## Problem details
Count the lines in the records below that contain the string "cactus", matching case exactly, and give only that number.
■ ■ ■ ■ ■
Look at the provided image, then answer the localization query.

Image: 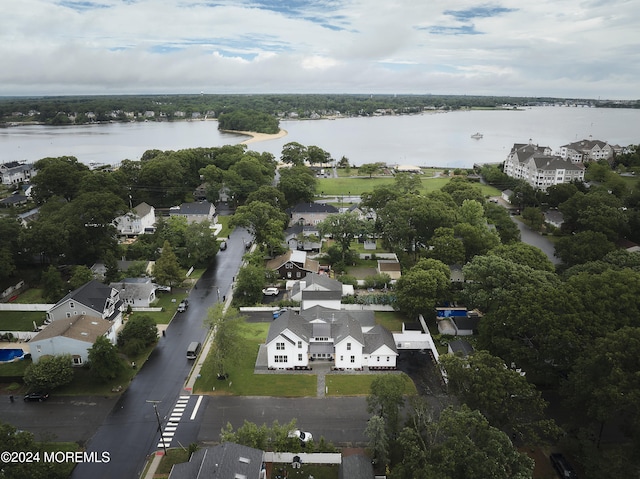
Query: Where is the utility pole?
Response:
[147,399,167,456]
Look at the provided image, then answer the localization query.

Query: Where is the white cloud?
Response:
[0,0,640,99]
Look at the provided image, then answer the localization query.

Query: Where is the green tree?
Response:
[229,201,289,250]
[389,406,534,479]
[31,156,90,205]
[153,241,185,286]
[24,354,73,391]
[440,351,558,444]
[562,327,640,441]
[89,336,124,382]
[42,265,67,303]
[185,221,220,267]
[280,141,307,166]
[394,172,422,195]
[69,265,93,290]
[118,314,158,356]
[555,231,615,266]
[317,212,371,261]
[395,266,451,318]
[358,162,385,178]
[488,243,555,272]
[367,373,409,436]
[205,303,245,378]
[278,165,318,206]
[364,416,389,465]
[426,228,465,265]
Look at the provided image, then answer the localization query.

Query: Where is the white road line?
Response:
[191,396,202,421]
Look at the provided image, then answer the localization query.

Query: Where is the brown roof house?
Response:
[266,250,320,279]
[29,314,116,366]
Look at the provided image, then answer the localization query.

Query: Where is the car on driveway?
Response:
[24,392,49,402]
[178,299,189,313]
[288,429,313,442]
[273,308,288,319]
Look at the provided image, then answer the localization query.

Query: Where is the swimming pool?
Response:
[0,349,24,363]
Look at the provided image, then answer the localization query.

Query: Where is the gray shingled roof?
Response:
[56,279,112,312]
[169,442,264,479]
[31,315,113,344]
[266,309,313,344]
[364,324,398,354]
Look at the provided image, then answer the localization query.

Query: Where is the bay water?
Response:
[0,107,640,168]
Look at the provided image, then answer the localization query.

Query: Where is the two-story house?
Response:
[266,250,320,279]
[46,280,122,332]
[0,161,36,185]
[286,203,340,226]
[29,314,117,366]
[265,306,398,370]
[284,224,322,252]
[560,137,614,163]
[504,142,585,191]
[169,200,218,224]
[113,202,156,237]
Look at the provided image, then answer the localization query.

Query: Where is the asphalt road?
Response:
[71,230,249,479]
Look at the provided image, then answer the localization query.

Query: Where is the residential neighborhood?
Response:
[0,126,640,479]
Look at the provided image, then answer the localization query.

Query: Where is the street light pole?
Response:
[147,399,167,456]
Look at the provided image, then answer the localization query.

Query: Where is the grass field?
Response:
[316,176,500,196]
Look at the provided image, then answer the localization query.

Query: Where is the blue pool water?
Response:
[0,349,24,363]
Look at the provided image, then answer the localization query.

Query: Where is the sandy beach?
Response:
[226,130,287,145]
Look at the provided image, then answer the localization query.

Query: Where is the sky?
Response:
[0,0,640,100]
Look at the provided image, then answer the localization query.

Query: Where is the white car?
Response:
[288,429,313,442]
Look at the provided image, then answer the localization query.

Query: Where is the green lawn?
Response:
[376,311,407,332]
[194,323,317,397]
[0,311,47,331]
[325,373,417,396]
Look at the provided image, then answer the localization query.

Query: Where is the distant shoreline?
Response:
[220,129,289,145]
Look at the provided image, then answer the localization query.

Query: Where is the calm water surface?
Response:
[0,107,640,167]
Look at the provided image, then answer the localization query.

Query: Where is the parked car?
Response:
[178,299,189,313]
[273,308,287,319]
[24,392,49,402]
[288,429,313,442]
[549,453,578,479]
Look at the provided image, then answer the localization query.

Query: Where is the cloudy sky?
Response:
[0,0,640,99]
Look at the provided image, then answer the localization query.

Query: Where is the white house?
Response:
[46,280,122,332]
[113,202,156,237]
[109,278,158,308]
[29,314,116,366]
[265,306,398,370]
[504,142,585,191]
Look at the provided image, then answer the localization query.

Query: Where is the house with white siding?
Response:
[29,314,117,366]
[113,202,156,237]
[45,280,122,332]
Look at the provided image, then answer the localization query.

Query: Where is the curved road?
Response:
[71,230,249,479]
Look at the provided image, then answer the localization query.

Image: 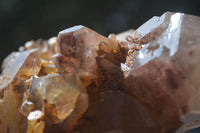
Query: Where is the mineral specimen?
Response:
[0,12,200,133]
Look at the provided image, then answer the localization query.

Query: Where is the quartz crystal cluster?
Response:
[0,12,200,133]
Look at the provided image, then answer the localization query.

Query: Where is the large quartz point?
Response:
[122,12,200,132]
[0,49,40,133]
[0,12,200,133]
■ ■ ■ ■ ■
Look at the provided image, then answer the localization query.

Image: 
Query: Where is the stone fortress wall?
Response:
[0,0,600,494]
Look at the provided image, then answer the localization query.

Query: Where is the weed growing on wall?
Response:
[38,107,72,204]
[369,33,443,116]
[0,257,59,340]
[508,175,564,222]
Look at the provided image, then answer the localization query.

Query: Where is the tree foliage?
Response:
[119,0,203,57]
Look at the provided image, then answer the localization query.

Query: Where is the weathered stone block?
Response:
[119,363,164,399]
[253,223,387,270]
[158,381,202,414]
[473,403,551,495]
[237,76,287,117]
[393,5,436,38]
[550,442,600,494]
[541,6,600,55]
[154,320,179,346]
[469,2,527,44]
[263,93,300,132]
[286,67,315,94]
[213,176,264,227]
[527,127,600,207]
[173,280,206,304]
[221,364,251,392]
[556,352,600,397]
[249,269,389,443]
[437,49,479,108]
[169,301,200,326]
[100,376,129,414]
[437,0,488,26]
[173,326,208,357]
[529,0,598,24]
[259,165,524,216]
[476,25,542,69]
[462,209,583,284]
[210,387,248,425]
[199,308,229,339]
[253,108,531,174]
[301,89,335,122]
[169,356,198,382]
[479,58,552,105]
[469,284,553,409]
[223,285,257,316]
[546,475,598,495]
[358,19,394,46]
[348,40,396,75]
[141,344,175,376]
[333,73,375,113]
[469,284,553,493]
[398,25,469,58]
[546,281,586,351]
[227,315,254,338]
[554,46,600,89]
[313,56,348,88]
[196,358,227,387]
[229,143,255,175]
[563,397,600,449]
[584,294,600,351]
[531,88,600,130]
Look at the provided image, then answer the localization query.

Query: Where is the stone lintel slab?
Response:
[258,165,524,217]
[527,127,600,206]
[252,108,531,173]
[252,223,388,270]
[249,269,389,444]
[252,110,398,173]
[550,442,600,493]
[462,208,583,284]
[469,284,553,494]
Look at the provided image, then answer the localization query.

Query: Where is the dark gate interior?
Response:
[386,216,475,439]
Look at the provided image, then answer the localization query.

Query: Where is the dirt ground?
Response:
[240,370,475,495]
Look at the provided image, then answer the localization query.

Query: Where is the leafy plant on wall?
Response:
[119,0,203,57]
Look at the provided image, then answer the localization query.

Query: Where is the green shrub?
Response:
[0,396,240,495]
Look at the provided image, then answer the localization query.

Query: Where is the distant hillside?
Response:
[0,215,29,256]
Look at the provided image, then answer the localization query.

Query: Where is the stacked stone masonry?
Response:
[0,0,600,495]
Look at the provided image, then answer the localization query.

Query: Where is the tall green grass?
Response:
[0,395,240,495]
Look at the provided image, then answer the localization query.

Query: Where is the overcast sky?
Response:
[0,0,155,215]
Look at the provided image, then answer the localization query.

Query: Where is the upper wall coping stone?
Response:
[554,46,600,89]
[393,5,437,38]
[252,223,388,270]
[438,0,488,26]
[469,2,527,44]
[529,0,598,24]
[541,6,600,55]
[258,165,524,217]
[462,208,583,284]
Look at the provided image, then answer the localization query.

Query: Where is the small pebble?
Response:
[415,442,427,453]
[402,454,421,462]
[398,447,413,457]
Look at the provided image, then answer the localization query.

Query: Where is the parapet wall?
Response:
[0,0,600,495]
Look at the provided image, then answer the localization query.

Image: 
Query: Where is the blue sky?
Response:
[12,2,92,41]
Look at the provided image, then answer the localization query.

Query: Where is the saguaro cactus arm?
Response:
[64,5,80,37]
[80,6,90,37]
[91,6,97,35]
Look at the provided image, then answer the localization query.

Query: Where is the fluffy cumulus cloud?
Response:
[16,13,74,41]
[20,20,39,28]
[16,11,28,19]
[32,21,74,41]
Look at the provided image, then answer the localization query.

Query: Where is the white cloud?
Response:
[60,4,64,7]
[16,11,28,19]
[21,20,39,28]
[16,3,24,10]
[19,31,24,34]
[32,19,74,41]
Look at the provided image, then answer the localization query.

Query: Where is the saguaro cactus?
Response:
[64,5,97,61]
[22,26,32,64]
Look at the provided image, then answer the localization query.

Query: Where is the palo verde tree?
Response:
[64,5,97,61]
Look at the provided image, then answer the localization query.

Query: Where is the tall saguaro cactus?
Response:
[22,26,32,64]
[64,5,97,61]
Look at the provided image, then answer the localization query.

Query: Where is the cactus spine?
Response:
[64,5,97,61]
■ ■ ■ ■ ■
## Reply to the exercise
4